● **REQUIREMENT**:
Rewrite all of these rows with the word "segment" changed to "outline" and everything else left as it is. Omit the pictures from your version.

● **RAW DATA**:
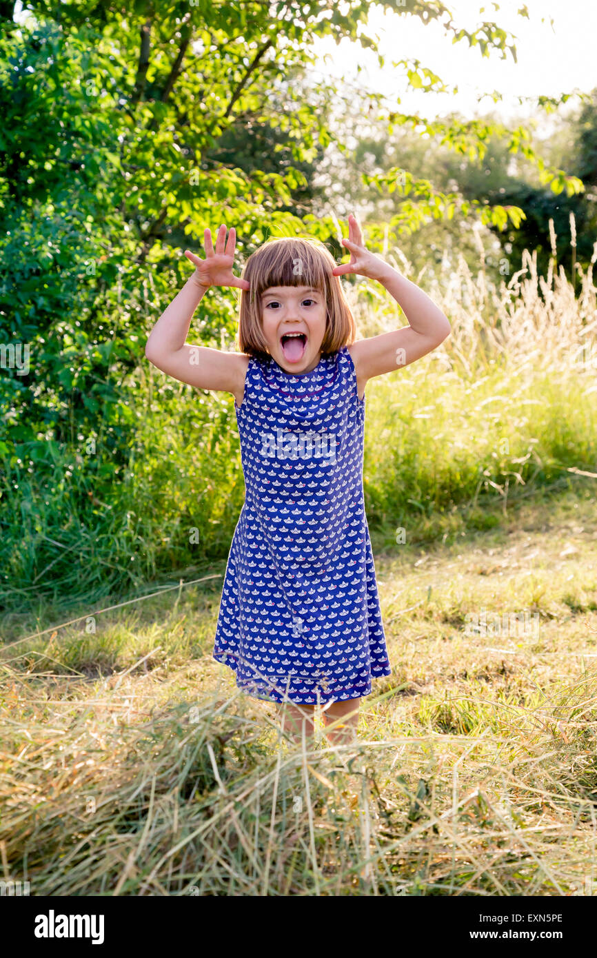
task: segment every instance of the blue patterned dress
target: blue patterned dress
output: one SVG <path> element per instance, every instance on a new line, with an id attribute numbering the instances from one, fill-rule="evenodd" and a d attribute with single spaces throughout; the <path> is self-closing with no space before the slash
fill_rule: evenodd
<path id="1" fill-rule="evenodd" d="M 257 698 L 358 698 L 390 675 L 362 468 L 365 398 L 346 346 L 292 376 L 251 356 L 235 412 L 245 502 L 214 658 Z"/>

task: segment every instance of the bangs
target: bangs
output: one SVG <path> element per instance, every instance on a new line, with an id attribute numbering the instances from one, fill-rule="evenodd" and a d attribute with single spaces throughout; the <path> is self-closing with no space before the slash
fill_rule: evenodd
<path id="1" fill-rule="evenodd" d="M 253 254 L 251 265 L 251 300 L 257 302 L 271 286 L 311 286 L 325 293 L 333 278 L 332 264 L 309 243 L 294 240 L 270 240 Z"/>
<path id="2" fill-rule="evenodd" d="M 356 325 L 340 278 L 333 273 L 335 265 L 327 247 L 310 237 L 268 240 L 251 253 L 241 273 L 249 288 L 241 291 L 237 340 L 240 351 L 253 355 L 268 354 L 262 329 L 262 296 L 273 286 L 307 286 L 323 294 L 326 331 L 322 354 L 354 342 Z"/>

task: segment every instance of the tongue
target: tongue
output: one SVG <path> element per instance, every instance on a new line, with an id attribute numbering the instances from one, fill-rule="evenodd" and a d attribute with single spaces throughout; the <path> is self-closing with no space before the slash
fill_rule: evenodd
<path id="1" fill-rule="evenodd" d="M 290 336 L 282 340 L 282 352 L 285 359 L 297 362 L 303 355 L 303 340 L 300 336 Z"/>

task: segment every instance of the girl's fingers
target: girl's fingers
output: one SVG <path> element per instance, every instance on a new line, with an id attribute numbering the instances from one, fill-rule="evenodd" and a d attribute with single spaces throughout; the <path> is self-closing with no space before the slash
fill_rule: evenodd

● **ANSWER TO THIS EXERCISE**:
task: outline every instance of the blue patterned dress
target: blue patterned dress
output: one SVG <path> element per instance, every instance on a new line, with an id attribute numbering the instances from one, fill-rule="evenodd" and a d attribute with single spaces throughout; the <path> is self-closing with no space before the slash
fill_rule: evenodd
<path id="1" fill-rule="evenodd" d="M 257 698 L 358 698 L 390 675 L 362 468 L 365 398 L 346 346 L 292 376 L 251 356 L 235 412 L 245 502 L 214 658 Z"/>

task: outline every instance of the bangs
target: bangs
output: one SVG <path> element per instance, every instance on a new line, with an id attribute numbering the instances from one, fill-rule="evenodd" and a d attribute with single spaces throughout; the <path> is self-closing with no space before the slash
fill_rule: evenodd
<path id="1" fill-rule="evenodd" d="M 253 254 L 251 265 L 251 300 L 257 302 L 271 286 L 311 286 L 325 293 L 333 278 L 332 264 L 309 243 L 294 240 L 270 240 Z"/>
<path id="2" fill-rule="evenodd" d="M 356 325 L 340 278 L 333 273 L 335 265 L 327 247 L 310 237 L 268 240 L 251 253 L 241 273 L 249 288 L 241 291 L 237 340 L 240 351 L 253 355 L 268 354 L 262 329 L 262 296 L 273 286 L 307 286 L 323 294 L 326 331 L 322 354 L 354 342 Z"/>

task: outline every instance of the tongue
target: tongue
output: one SVG <path> element per instance, every instance on a new line, with an id attribute numbering the instances from one, fill-rule="evenodd" and a d attribute with single spaces throughout; the <path> is self-closing with no space before the slash
fill_rule: evenodd
<path id="1" fill-rule="evenodd" d="M 290 336 L 282 340 L 282 352 L 285 359 L 297 362 L 303 355 L 303 340 L 300 336 Z"/>

task: outline every instance of the girl's fingers
target: girl's fingers
output: one SVG <path> element per instance, every instance on a new line, with an id attribute numbering the instances from one, fill-rule="evenodd" and a d attribute with single spaces throughout; the <path> is self-closing with no space before the slash
fill_rule: evenodd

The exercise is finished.